#### [DIRECTIONS FOR THIS TASK]
The word "wooden" may appear in lines of the data; say how many such lines there are, with nothing beyond the number.

#### [PROVIDED RECORDS]
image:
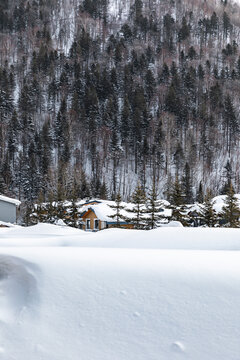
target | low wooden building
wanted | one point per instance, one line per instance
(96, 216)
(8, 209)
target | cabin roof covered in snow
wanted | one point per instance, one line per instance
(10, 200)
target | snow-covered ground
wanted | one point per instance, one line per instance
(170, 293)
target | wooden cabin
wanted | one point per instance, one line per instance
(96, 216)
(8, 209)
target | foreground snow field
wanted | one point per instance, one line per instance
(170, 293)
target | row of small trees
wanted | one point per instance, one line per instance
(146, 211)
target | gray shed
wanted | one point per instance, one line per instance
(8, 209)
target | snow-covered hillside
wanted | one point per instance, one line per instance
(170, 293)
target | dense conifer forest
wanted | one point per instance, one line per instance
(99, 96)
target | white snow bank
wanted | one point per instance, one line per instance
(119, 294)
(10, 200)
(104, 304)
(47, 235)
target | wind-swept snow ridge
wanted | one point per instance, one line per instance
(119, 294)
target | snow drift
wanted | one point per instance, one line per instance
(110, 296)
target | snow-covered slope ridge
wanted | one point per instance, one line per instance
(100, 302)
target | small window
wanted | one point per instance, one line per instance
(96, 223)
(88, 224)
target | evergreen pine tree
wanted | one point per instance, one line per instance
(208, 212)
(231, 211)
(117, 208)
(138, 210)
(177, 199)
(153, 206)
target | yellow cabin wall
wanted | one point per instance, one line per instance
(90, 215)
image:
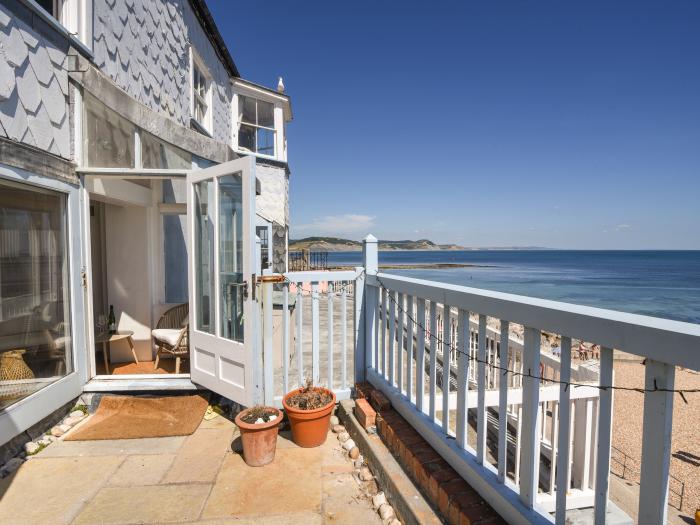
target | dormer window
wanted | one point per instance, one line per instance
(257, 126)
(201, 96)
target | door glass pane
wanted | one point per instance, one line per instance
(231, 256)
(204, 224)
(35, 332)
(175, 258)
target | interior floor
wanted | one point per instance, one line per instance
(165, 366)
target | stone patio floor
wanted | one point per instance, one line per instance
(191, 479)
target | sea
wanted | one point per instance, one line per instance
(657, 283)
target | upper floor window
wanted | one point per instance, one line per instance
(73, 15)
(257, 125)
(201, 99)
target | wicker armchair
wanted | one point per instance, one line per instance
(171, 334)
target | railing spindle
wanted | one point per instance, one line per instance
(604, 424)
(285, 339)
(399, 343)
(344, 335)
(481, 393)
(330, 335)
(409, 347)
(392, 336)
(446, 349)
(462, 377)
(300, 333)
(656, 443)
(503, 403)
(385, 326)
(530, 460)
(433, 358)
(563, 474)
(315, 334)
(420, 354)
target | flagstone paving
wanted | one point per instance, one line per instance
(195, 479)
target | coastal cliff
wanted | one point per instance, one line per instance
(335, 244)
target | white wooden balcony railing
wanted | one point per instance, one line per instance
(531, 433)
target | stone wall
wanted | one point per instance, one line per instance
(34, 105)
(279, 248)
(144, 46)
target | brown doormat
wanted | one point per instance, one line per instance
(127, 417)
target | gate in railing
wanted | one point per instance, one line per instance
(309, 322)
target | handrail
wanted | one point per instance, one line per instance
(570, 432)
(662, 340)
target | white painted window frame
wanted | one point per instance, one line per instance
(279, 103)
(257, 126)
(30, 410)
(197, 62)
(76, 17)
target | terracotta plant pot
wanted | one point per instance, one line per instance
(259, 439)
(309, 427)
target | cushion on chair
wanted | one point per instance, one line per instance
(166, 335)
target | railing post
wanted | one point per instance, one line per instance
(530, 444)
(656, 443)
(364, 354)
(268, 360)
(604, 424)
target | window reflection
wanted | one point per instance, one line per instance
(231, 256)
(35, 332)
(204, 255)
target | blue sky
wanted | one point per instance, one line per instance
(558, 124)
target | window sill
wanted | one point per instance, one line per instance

#### [EXERCISE OUTPUT]
3